### Task input

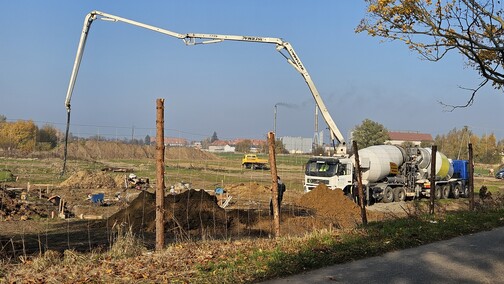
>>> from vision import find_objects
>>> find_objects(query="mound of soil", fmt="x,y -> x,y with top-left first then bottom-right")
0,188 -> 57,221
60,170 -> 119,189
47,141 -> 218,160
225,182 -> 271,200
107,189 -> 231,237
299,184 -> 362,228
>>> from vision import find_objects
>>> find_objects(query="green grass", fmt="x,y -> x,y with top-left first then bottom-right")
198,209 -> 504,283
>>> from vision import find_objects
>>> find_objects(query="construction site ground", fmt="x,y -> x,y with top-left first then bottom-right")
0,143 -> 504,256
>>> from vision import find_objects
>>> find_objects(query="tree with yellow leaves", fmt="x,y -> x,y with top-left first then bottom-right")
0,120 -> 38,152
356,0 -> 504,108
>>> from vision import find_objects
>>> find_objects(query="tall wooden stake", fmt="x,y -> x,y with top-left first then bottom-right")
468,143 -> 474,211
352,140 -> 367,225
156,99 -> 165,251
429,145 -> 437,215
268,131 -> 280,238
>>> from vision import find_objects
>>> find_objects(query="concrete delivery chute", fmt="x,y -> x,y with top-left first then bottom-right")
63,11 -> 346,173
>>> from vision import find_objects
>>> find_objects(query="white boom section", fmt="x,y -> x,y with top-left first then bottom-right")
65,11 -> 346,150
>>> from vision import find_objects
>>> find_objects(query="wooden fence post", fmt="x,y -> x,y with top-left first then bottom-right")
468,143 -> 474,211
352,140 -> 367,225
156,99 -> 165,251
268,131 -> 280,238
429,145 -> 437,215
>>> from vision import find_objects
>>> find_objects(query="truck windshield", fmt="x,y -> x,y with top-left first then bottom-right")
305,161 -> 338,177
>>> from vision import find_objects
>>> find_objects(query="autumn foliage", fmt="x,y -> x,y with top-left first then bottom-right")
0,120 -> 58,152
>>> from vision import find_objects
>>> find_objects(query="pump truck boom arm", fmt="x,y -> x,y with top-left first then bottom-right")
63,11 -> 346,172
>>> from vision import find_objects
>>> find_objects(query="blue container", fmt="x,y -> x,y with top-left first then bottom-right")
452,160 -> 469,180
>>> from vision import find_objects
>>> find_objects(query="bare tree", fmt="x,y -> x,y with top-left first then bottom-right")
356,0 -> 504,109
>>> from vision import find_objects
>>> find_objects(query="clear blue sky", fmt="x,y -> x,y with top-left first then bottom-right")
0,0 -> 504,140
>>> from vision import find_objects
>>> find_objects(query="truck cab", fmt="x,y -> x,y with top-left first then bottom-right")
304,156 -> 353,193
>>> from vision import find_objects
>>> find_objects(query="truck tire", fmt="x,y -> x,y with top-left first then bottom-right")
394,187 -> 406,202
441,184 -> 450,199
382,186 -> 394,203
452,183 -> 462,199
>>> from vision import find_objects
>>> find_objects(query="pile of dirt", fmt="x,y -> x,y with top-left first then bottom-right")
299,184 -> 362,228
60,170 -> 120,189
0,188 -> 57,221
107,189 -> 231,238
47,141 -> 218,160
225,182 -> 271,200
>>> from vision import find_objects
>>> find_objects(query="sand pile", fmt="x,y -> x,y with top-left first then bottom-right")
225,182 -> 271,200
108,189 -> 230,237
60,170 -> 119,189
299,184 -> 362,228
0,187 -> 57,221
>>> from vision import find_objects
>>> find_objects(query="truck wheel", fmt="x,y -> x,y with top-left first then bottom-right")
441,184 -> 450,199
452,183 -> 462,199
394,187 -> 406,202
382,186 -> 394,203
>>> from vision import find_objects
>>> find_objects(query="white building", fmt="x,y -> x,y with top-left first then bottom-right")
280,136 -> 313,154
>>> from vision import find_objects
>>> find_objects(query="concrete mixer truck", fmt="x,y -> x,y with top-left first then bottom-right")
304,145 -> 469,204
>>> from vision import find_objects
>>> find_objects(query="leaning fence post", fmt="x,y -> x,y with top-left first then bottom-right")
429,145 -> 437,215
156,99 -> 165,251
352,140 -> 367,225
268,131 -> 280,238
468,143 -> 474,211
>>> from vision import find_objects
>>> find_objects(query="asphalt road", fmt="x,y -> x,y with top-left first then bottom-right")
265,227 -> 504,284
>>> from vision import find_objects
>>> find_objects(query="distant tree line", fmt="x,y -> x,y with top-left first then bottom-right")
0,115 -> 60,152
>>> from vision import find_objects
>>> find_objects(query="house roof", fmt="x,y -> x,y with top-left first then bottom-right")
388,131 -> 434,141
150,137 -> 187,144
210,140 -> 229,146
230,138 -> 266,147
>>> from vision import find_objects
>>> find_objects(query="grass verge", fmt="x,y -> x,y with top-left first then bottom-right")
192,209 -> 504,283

######
### Task input

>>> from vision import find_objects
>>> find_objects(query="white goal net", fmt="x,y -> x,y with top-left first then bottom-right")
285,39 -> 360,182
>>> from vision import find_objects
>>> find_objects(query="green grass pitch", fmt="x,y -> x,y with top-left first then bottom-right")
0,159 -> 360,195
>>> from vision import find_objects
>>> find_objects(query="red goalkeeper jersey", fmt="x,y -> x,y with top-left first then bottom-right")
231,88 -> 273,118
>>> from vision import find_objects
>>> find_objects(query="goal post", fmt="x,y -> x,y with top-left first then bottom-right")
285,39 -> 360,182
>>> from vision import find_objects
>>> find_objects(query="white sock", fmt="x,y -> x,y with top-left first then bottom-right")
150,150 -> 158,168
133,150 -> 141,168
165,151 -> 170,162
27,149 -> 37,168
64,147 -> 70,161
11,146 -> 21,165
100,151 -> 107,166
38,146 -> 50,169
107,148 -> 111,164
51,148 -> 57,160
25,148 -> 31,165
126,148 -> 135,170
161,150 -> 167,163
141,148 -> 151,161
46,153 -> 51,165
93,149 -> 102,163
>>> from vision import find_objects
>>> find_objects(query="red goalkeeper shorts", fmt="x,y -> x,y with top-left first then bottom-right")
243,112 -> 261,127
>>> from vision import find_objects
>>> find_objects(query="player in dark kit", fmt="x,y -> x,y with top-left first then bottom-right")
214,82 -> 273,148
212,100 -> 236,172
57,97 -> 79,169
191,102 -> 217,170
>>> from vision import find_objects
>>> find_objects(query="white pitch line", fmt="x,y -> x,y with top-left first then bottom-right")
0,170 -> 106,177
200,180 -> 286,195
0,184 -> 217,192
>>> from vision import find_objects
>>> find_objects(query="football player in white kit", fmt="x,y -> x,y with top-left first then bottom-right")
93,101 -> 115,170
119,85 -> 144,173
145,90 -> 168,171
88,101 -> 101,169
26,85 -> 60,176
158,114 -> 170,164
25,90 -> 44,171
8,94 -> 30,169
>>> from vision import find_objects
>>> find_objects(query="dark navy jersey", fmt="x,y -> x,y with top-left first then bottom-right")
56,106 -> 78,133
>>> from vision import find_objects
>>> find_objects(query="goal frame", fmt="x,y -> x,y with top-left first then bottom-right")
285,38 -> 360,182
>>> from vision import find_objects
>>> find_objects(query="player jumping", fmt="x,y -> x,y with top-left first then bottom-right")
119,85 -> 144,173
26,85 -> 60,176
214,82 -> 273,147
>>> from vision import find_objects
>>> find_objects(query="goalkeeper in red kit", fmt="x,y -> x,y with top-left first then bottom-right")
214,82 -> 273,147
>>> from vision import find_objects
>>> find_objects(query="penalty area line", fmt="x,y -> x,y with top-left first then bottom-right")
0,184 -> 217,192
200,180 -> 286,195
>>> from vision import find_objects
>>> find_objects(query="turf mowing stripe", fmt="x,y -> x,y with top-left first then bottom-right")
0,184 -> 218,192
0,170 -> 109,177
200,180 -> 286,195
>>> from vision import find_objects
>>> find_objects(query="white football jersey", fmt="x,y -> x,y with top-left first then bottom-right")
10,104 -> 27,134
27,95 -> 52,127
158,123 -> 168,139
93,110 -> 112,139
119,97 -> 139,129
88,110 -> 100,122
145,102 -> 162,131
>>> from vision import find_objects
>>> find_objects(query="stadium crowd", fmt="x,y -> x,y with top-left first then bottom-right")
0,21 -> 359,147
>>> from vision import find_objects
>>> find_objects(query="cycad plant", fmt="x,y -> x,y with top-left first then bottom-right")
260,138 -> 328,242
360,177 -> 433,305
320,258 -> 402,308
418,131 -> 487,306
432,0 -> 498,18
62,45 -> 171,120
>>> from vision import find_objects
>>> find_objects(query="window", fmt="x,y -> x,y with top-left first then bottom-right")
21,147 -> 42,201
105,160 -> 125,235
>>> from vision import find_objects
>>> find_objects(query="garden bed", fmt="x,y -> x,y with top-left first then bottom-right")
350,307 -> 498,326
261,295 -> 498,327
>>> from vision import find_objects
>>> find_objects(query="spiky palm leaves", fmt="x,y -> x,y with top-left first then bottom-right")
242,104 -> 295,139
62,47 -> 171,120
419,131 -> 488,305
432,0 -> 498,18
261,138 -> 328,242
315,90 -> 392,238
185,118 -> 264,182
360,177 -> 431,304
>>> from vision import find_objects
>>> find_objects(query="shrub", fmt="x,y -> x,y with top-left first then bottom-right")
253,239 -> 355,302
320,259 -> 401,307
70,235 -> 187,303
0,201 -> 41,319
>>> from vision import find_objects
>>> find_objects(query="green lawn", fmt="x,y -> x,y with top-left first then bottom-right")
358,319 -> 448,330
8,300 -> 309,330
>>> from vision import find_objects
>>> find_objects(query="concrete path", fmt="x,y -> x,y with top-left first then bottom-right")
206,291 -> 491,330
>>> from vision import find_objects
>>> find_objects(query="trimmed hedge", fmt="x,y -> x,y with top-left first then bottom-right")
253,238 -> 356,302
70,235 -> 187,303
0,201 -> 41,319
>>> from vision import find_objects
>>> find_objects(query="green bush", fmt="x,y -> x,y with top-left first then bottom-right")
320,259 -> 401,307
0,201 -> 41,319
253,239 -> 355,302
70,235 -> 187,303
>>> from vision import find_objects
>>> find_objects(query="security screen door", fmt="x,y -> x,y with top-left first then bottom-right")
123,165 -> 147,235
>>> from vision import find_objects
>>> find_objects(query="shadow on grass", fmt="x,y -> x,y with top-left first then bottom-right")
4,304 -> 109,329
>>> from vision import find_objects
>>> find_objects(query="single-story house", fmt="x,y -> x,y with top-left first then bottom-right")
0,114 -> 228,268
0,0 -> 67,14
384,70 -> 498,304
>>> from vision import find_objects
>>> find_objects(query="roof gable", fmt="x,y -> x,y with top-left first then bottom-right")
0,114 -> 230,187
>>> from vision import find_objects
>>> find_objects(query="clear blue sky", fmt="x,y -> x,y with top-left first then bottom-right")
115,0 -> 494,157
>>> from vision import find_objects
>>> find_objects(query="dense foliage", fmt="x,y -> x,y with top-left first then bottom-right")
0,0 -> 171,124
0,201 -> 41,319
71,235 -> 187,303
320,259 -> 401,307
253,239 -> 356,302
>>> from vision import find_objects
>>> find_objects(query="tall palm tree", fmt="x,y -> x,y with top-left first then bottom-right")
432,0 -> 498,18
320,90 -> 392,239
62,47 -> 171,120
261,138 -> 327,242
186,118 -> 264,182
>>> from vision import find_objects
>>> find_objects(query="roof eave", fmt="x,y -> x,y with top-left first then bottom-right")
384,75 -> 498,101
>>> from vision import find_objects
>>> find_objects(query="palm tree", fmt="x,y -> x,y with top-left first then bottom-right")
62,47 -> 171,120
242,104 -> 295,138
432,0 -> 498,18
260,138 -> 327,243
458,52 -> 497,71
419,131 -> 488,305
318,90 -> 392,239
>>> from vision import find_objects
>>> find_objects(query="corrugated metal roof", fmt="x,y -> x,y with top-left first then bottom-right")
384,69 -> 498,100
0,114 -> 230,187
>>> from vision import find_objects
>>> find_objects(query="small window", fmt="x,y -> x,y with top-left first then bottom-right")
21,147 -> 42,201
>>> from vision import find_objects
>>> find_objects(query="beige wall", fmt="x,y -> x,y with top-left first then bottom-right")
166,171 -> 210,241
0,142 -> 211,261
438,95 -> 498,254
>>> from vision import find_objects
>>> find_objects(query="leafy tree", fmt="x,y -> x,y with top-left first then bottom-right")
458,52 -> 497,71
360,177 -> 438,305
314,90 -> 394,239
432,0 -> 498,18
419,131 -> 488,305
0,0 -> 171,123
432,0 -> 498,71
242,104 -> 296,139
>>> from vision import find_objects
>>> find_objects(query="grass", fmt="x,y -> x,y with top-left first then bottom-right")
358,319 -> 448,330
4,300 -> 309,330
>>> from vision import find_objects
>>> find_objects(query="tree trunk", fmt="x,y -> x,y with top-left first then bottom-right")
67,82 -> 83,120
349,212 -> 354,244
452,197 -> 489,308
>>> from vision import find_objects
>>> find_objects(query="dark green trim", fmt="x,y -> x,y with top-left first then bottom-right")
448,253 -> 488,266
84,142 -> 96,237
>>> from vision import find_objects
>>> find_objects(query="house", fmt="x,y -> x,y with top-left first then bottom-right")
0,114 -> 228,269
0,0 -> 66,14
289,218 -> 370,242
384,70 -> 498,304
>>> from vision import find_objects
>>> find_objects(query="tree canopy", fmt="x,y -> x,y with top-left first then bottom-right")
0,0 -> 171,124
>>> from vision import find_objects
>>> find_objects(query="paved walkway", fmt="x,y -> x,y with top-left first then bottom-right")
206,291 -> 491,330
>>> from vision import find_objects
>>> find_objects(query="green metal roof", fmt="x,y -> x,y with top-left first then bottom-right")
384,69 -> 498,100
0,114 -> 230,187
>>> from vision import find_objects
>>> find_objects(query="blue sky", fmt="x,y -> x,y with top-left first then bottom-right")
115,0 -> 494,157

######

__Written instruction__. Show every line of the data above that contains the word "fence", matching case exactly.

__In response__.
>>> find_objects(query="wooden fence post", fmt="x,y -> x,y with top-left first then bottom-right")
>>> find_objects(query="leaning fence post", fmt="x,y -> x,y with top-left first then bottom-right")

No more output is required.